Aim of the exercise: Put the data below into a two-column CSV with columns named request and answer, one row per request, each field quoted and any line breaks replaced with spaces. Include all of the data.

Saved entries
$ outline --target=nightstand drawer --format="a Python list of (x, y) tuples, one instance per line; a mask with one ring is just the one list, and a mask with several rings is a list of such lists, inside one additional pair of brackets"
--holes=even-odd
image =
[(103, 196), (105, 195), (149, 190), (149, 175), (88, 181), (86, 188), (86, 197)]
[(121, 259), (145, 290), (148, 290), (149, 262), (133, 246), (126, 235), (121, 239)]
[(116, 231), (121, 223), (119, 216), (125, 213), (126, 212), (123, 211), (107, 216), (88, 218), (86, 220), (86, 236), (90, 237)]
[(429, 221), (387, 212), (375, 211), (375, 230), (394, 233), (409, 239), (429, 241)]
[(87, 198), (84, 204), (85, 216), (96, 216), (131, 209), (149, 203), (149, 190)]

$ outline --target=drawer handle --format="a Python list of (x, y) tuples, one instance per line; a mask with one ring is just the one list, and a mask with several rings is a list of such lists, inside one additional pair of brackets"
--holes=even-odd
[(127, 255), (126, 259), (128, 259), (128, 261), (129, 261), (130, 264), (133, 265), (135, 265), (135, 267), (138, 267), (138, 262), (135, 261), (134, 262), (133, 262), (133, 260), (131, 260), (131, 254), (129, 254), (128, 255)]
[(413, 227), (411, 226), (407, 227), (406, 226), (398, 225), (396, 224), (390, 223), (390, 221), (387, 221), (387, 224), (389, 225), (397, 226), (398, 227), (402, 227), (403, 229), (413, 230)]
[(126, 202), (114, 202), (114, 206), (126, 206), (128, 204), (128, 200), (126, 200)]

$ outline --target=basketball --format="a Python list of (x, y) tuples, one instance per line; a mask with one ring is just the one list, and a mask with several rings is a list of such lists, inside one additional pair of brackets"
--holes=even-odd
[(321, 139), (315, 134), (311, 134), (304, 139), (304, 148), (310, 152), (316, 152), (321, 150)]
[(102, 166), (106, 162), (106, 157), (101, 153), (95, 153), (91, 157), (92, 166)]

Finished answer:
request,answer
"$ outline --target=nightstand drawer --format=""a Python list of (x, y) tuples, one instance per line; a mask with one ring is just the one list, and a mask with several rings is a list of such lists, inside one additional pair of brackets"" --holes=even-odd image =","[(103, 196), (105, 195), (149, 190), (149, 175), (88, 181), (86, 188), (86, 197)] [(121, 259), (145, 290), (148, 290), (149, 262), (133, 246), (126, 235), (121, 239)] [(116, 231), (121, 223), (119, 216), (125, 213), (126, 212), (123, 211), (107, 216), (88, 218), (86, 220), (86, 236), (90, 237)] [(429, 221), (387, 212), (375, 211), (375, 230), (394, 233), (409, 239), (429, 241)] [(87, 198), (84, 204), (85, 216), (96, 216), (131, 209), (149, 203), (149, 190)]"
"$ outline --target=drawer handle --format=""a Python list of (x, y) tuples, one instance per line; a mask with one ring is just the one list, and a mask with several rings is a list of such lists, inside one additional pair of brackets"" --holes=even-odd","[(127, 255), (126, 259), (128, 259), (128, 261), (129, 261), (130, 264), (133, 265), (135, 265), (135, 267), (138, 267), (138, 262), (135, 261), (134, 262), (133, 262), (133, 260), (131, 260), (131, 254), (129, 254), (128, 255)] [(413, 227), (411, 226), (407, 227), (406, 226), (398, 225), (396, 224), (390, 223), (390, 221), (387, 221), (387, 224), (389, 225), (397, 226), (398, 227), (402, 227), (403, 229), (413, 230)] [(126, 202), (114, 202), (114, 206), (126, 206), (128, 204), (128, 200), (126, 200)]"
"$ outline --target=basketball --format=""a Python list of (x, y) tuples, one instance per line; a mask with one ring is just the one list, and a mask with several rings is a list of such lists, inside one additional pair of brackets"" --holes=even-odd","[(321, 139), (315, 134), (311, 134), (304, 139), (304, 148), (310, 152), (316, 152), (321, 150)] [(102, 166), (106, 162), (106, 157), (101, 153), (95, 153), (91, 157), (92, 166)]"